WORK ORDER → Could you resume the passage on measuring the CO₂ sequestration capacity of CGBS, picking up right after its final sentence?

EXTRACT TO READ →
2.2.2. CO₂ Sequestration Capacity

The CO₂ sequestration capacity of CGBS was measured by using an analytical balance with a weighing accuracy of 0.0001 g. The average value was taken after three tests, and the mass of CGBS before carbonization was recorded as m₀; after CO₂ sequestration, the balance was used to measure again and recorded as m₁. The CO₂ sequestration capacity is shown in Equation (1):

$${\mathrm{C}\mathrm{O}}_{2 \mathrm{u}\mathrm{p}\mathrm{t}\mathrm{a}\mathrm{k}\mathrm{e}}\left(\mathrm{\%}\right)={\displaystyle \frac{{\mathrm{m}}_1-{\mathrm{m}}_0}{{\mathrm{m}}_0}},$$

(1)

where ${\mathrm{C}\mathrm{O}}_{2 \mathrm{u}\mathrm{p}\mathrm{t}\mathrm{a}\mathrm{k}\mathrm{e}}$ is the CO₂ sequestration amount, m₀ is the sample mass before carbonization and m₁ is the sample mass after carbonization.

DATA SHOWN →
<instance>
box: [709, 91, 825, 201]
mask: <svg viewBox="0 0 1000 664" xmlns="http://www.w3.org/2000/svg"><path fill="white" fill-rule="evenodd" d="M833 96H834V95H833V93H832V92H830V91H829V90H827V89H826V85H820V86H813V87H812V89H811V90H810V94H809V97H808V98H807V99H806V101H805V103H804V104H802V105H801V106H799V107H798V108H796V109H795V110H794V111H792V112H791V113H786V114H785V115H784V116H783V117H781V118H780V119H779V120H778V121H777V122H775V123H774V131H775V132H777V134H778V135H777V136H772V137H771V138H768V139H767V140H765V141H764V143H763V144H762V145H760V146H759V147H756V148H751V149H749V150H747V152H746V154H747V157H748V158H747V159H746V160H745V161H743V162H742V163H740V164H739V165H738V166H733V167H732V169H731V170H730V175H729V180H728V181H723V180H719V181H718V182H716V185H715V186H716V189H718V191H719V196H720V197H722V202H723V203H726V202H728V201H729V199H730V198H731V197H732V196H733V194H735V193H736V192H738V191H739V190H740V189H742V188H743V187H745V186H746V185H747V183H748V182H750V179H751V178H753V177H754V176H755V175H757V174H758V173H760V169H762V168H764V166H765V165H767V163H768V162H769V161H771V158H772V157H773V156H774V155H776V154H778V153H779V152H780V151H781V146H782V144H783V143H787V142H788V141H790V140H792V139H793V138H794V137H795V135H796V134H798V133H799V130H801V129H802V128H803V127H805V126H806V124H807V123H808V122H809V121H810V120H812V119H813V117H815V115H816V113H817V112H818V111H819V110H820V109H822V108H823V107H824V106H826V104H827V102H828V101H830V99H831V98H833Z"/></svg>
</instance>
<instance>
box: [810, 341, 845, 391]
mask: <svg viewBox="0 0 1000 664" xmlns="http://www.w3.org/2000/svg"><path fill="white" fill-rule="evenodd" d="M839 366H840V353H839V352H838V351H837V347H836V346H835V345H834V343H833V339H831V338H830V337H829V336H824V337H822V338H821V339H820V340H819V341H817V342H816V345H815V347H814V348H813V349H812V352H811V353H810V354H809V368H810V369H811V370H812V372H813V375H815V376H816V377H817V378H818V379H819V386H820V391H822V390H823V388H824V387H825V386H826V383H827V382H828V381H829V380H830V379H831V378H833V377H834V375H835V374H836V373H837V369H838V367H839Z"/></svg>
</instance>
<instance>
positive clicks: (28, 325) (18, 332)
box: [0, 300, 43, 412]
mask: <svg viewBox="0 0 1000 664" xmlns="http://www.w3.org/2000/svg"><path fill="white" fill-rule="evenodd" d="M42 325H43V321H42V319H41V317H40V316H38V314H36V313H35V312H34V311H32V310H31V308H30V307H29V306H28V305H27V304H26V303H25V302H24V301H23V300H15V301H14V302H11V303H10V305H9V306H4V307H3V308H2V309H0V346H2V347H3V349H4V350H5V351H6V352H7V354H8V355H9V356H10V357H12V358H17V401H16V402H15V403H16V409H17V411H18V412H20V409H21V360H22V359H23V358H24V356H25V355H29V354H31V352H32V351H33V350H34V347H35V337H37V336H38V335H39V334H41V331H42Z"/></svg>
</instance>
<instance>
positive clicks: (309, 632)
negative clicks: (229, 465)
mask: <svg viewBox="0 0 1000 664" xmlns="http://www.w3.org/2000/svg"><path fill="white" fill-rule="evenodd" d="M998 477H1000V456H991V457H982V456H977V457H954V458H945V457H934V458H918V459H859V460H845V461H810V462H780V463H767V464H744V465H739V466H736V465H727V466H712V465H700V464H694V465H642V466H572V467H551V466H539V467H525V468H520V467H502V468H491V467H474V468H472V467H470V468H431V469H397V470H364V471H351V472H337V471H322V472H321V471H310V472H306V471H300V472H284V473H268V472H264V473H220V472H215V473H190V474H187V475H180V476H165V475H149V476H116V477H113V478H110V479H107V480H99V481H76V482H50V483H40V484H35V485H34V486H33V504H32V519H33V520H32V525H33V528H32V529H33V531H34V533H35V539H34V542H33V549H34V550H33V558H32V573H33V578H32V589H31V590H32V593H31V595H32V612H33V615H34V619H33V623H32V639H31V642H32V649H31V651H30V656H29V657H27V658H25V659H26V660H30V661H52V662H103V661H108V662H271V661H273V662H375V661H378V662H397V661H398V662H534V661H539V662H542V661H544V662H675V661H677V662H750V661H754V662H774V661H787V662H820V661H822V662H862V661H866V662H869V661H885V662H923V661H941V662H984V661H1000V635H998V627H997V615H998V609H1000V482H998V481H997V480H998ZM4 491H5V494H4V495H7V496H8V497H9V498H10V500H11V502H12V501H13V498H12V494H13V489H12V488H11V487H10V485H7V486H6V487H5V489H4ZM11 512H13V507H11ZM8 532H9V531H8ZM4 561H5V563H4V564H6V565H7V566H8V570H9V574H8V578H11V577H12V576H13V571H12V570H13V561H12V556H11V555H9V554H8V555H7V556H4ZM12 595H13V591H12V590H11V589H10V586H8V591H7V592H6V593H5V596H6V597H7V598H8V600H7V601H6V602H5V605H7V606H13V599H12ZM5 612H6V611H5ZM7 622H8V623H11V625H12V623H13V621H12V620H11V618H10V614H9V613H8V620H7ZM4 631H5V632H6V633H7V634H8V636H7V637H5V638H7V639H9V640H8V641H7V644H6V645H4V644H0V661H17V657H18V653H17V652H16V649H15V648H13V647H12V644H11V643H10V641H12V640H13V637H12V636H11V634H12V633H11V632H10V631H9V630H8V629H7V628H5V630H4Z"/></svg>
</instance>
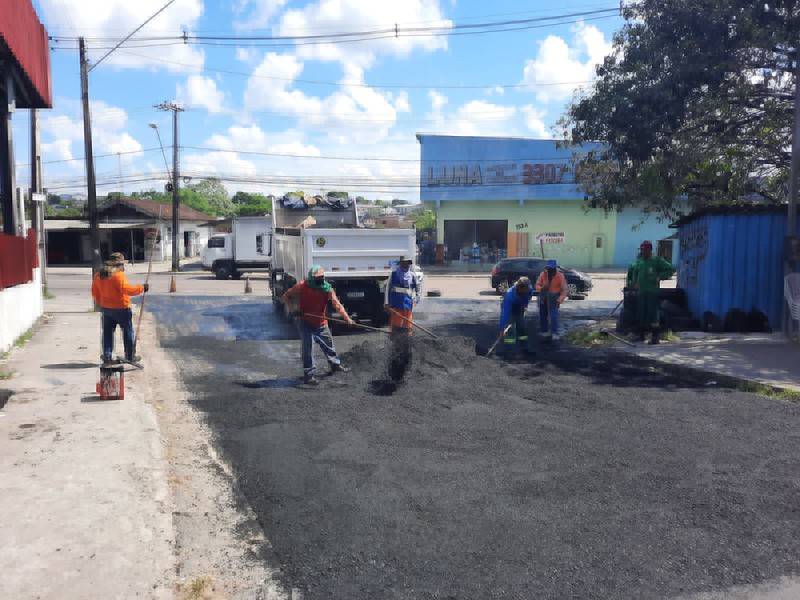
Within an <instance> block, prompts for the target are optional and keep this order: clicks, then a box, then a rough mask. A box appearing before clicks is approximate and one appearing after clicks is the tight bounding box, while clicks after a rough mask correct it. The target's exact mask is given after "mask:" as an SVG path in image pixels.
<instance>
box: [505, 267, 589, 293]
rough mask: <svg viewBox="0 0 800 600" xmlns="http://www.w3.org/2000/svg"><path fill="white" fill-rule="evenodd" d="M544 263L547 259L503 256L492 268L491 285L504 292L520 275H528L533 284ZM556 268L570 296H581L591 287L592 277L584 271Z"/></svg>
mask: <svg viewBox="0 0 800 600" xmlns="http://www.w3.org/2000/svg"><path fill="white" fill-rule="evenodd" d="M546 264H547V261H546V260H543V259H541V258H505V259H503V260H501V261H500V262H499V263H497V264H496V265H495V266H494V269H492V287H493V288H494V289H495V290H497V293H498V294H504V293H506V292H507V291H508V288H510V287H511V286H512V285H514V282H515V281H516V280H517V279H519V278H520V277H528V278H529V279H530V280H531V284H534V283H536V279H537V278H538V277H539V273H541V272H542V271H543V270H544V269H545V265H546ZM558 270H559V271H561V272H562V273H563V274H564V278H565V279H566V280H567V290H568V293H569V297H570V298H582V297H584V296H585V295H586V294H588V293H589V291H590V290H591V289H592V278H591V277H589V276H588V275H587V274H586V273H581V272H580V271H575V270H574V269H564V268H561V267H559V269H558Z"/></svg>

TASK OUTPUT →
2.2.3. Rheological Test

The rheological properties of the CGBS were tested by using a rheometer (Anton Paar 72, Graz, Austria) equipped with a four-bladed rotor (ST22-4V-40) featuring a blade length of 40 mm and a diameter of 22 mm (Figure 4). Prior to testing, the CGBS was placed in a cylindrical container with a diameter of 110 mm and a height of 120 mm. The rotor position was adjusted by using the control program to ensure it was centered in the container cross-section, with a height difference of 20 mm from the CGBS level to minimize edge effects on the test results [18].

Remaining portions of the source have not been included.